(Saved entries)
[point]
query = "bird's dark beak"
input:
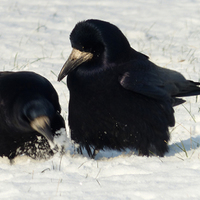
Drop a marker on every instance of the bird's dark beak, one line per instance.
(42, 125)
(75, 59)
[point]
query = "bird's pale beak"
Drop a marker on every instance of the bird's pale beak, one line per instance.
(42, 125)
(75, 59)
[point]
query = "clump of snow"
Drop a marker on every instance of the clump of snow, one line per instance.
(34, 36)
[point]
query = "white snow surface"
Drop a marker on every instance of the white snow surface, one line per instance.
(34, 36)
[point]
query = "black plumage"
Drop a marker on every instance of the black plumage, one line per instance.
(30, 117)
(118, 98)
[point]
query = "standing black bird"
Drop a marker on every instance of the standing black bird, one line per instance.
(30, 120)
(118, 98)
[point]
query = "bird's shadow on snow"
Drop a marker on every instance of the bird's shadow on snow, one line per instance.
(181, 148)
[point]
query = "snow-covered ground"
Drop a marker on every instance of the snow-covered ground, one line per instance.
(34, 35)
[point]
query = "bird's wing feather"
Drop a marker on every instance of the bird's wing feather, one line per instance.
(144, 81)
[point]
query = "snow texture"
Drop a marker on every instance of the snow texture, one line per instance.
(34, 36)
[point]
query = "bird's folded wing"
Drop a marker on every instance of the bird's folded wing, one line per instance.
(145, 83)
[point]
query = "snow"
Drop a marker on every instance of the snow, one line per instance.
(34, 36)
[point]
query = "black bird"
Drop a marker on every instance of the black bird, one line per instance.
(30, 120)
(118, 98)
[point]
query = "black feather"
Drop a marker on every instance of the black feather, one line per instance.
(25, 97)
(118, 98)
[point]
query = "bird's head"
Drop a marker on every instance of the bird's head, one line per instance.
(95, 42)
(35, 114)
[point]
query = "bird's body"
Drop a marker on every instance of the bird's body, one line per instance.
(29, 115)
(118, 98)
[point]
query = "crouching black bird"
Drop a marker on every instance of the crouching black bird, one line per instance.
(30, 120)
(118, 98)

• What needs to be done
Please copy every entry exactly, without the pictures.

• Solution for this exercise
[point]
query = "bird's dark beak"
input:
Drop a marker on every instance of the bird's dark beak, one line per instance.
(42, 125)
(75, 59)
[point]
query = "bird's pale beak"
Drop a marker on every instance of the bird's pale beak, one line per instance.
(42, 125)
(75, 59)
[point]
query = "clump of snow"
Drop a marker on every instance of the clump of snow, one line per instance.
(34, 36)
[point]
query = "white snow surface"
Drop a marker on every instance of the white snow surface, one line per instance.
(34, 36)
[point]
query = "black plumage"
Drop a marker on every instance of the black plumage, one line per instance.
(30, 117)
(118, 98)
[point]
query = "standing black bird"
Drop a marker on every instance of the standing black bird, one line per instance.
(30, 120)
(118, 98)
[point]
query = "bird's shadow on snow"
Drop a marker on every instance of the bird's shadow on snow, one line per instance.
(181, 148)
[point]
query = "snow-covered ground"
Drop a marker on every instance of the snow-covered ground, one line per instance.
(34, 35)
[point]
query = "bird's wing feather"
Drop a marker on every instance of the bird's wing feather, one line per instance.
(144, 81)
[point]
query = "snow texture"
Drop a marker on every instance of the snow texture, one line per instance.
(34, 36)
[point]
query = "bird's folded wing"
Drop a marker on every instance of the bird's folded wing, one line per instance.
(145, 83)
[point]
query = "snow"
Drop a marker on every instance of the snow, one line per instance.
(34, 36)
[point]
query = "black bird"
Drop a marker on every instance of the black bird, one line per instance.
(30, 120)
(118, 98)
[point]
query = "black feather"
Drop a marker on every instance of the black feather, one line per instance.
(25, 97)
(118, 98)
[point]
query = "bird's head"
Drop a marker on every instance of the bird's head, one line per instance.
(95, 42)
(35, 114)
[point]
query = "bird's body"
Drop a marker on every instance of the bird's body, one line per instance.
(29, 115)
(118, 98)
[point]
query = "crouching black bird"
Drop a marker on every instance of the crouching black bird, one line per instance.
(30, 120)
(118, 98)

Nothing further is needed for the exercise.